Data records:
((

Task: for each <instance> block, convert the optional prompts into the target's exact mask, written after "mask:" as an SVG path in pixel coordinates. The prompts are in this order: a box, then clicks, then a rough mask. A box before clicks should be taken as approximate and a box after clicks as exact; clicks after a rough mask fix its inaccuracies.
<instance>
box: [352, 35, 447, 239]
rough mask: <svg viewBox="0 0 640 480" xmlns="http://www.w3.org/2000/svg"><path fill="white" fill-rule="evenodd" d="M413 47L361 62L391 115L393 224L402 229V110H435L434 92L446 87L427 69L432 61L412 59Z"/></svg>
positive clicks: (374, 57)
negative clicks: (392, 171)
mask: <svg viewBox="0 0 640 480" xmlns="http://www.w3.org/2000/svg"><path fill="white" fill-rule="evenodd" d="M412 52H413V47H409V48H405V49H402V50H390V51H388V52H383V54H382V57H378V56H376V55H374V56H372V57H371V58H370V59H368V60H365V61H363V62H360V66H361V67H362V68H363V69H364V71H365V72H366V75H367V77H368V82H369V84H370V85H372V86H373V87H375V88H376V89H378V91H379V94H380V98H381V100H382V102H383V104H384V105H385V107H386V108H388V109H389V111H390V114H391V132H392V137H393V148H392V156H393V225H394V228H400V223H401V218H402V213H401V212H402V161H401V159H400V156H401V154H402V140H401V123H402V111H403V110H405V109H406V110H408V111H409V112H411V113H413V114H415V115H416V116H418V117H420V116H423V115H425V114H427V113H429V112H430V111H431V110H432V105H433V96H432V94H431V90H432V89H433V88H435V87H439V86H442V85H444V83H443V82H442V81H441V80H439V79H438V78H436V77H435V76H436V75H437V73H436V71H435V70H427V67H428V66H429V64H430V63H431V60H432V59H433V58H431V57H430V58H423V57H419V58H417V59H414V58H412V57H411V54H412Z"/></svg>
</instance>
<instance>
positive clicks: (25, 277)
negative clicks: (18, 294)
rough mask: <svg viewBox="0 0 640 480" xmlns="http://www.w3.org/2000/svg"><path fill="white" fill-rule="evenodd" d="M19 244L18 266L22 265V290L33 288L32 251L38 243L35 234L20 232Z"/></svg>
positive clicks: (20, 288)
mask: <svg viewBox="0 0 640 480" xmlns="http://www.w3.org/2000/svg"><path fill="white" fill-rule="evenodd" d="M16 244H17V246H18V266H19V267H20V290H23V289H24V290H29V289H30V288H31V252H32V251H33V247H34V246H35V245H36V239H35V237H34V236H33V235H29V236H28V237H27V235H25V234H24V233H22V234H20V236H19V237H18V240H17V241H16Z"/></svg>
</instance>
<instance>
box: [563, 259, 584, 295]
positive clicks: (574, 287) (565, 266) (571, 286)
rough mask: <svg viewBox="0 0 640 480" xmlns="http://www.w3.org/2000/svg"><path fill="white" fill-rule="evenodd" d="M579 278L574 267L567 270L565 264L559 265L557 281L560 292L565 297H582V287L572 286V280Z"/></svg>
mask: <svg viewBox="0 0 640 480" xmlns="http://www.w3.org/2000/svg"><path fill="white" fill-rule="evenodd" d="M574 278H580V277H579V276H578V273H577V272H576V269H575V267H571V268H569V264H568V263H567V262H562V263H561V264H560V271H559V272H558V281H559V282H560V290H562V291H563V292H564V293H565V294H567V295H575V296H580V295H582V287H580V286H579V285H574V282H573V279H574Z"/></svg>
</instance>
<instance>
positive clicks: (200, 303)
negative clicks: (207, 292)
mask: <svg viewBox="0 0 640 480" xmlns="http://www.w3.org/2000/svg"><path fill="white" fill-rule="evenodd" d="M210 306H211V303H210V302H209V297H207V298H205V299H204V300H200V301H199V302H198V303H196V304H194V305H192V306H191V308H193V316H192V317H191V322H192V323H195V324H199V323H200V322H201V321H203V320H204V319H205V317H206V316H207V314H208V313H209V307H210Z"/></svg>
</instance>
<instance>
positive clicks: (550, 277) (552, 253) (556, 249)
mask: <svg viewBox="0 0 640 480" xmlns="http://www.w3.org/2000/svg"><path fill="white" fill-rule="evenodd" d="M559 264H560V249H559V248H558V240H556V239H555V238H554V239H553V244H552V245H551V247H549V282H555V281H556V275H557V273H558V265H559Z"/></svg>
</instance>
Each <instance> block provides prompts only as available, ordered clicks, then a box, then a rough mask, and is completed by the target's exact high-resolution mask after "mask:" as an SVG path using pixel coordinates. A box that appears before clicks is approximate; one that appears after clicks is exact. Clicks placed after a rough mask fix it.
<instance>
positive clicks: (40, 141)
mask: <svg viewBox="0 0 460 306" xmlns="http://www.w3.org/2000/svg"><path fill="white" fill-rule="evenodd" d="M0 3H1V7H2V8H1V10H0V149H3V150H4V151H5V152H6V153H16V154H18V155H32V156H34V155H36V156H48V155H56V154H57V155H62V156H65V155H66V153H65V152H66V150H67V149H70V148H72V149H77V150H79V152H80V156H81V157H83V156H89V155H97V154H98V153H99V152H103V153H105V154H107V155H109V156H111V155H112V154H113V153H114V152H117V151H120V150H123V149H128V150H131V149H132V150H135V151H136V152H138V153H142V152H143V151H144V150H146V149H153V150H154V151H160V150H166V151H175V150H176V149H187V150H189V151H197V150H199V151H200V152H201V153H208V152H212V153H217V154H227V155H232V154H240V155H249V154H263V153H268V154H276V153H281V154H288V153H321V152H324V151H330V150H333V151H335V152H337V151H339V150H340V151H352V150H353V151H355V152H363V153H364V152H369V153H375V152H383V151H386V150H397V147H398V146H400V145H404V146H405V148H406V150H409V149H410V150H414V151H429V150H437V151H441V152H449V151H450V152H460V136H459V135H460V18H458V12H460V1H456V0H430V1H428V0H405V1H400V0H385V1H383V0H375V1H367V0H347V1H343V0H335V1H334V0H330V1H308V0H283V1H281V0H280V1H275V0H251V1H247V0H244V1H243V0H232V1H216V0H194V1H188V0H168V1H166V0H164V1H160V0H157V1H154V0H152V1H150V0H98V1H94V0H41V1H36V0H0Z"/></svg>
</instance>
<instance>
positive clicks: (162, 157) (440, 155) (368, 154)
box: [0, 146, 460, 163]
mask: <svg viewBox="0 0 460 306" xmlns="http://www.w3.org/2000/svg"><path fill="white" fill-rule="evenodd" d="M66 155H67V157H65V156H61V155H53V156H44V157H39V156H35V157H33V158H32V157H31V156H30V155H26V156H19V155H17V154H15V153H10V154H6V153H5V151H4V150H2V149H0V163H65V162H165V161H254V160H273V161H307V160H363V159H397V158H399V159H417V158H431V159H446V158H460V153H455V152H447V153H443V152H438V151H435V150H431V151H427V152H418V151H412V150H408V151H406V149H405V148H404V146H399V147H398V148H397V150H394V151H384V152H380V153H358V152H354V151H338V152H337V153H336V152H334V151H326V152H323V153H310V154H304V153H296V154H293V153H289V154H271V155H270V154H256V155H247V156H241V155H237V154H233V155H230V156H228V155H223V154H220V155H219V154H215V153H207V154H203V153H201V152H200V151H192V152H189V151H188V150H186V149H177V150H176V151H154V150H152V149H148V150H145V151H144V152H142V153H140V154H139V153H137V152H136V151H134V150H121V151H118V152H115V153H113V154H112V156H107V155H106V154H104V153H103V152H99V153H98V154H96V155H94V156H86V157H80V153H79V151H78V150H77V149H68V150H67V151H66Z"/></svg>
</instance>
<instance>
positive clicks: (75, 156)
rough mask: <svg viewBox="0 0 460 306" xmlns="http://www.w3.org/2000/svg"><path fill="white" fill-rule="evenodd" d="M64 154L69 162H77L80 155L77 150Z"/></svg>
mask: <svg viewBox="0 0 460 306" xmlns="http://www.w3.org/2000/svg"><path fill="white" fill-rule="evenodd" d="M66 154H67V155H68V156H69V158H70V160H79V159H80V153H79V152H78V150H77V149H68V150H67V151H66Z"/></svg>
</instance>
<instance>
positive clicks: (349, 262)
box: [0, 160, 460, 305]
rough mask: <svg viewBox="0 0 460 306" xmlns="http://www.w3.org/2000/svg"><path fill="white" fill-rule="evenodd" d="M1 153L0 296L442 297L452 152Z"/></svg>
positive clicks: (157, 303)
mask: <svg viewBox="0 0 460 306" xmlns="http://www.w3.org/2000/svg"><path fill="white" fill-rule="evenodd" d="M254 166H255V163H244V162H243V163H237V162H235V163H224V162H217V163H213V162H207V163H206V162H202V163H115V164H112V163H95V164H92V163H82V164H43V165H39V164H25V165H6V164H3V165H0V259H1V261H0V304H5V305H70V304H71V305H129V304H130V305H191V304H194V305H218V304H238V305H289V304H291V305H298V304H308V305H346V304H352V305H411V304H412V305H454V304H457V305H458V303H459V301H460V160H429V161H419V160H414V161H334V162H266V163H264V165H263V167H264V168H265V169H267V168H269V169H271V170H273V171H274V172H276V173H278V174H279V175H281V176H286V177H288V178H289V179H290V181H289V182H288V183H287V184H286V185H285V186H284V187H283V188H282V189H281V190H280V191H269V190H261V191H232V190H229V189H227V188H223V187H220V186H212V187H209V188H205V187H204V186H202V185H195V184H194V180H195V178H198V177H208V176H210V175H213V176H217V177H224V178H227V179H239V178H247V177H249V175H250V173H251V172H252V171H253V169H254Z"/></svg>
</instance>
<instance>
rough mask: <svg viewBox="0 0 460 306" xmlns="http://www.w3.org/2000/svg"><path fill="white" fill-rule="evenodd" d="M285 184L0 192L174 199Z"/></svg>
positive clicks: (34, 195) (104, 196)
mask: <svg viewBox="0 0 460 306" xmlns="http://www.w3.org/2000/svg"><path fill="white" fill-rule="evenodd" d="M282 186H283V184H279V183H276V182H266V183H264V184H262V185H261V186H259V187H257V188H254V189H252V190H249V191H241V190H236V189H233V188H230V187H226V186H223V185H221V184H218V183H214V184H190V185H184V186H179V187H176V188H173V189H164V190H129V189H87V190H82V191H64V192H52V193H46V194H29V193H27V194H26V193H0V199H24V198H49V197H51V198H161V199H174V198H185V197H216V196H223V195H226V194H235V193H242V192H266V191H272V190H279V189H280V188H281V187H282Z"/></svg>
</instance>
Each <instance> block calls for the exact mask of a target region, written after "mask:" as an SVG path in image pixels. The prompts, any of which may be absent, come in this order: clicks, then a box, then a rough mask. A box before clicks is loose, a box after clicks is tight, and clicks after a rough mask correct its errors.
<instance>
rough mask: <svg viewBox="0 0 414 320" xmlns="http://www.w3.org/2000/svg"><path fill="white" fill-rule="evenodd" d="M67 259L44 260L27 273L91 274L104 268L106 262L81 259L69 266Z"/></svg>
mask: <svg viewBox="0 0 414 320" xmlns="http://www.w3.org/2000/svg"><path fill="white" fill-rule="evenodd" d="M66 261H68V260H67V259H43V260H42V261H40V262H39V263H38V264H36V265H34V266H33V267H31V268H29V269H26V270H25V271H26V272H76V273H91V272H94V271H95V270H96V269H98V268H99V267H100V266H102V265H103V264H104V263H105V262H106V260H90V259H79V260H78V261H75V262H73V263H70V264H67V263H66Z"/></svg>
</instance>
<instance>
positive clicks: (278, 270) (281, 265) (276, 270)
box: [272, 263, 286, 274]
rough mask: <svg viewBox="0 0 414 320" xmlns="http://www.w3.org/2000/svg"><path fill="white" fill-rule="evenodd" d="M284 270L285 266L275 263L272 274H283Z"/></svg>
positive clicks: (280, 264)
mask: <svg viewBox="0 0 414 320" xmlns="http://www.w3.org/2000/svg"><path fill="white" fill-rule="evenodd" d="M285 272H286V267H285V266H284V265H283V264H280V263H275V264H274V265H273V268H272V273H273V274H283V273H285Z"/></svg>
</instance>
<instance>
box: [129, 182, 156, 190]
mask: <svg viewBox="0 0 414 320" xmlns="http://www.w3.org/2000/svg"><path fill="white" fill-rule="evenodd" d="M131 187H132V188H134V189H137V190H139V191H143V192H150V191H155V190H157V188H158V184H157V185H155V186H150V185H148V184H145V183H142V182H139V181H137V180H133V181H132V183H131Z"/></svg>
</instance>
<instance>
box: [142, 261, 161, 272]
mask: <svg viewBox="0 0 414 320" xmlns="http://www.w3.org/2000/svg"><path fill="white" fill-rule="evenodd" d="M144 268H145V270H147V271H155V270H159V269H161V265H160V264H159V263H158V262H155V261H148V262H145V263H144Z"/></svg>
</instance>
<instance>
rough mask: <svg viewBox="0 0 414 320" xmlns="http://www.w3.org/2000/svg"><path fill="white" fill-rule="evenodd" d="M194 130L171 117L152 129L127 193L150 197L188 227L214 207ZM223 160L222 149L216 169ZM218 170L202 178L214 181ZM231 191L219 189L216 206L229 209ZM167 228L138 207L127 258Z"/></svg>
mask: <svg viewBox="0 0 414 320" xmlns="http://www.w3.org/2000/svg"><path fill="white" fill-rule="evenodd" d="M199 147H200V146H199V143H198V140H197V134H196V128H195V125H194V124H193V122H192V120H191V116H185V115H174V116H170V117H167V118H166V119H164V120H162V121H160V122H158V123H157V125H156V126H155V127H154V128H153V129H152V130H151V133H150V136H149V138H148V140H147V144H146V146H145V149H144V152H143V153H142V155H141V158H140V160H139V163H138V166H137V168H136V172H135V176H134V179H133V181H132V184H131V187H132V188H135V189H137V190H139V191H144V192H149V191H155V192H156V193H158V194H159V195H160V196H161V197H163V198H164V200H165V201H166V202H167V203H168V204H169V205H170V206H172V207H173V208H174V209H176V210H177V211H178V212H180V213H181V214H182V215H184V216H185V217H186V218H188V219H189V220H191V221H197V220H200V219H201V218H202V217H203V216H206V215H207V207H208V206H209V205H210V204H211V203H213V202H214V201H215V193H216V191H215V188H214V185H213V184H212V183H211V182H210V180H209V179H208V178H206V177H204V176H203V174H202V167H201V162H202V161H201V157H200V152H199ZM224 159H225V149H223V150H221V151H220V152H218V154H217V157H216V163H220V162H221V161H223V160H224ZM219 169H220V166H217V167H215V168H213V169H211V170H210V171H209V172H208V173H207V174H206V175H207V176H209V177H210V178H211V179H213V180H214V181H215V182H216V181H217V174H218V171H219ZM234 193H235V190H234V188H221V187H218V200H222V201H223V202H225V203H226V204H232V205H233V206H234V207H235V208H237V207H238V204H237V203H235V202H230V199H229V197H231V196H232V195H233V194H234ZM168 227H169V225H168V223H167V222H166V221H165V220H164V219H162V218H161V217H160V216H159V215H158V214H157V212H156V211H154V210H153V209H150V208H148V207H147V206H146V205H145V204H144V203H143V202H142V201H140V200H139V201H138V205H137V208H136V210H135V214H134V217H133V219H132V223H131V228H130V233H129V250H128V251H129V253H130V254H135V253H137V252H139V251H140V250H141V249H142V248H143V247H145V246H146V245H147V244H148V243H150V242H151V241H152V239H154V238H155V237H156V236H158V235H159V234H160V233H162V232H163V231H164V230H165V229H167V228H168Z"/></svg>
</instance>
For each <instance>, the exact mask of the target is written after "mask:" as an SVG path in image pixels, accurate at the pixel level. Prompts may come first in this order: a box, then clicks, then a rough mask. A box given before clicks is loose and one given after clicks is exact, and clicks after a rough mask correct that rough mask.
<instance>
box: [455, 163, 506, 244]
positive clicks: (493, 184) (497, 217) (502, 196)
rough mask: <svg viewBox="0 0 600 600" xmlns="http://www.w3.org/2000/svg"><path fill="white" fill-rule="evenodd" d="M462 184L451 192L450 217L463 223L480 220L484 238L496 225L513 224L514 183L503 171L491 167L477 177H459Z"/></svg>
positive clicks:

))

REQUIREMENT:
Reproduce word for word the lines of the records above, beginning at the first and ending with the line where "positive clicks: (374, 57)" appears, and nothing past it.

EXPECTED ANSWER:
Task: for each <instance> block, convert the optional prompts into the target's exact mask, written after "mask:" as an SVG path in pixel coordinates. The prompts are in this order: a box, then clicks, then a rough mask. A box before clicks should be taken as approximate and a box after clicks as exact; clicks after a rough mask fix its inaccuracies.
<instance>
box: [352, 35, 447, 239]
rough mask: <svg viewBox="0 0 640 480" xmlns="http://www.w3.org/2000/svg"><path fill="white" fill-rule="evenodd" d="M413 47L361 62L391 115L393 224L402 229V110H435L434 92L446 87L427 69L432 61L412 59Z"/></svg>
positive clicks: (374, 57)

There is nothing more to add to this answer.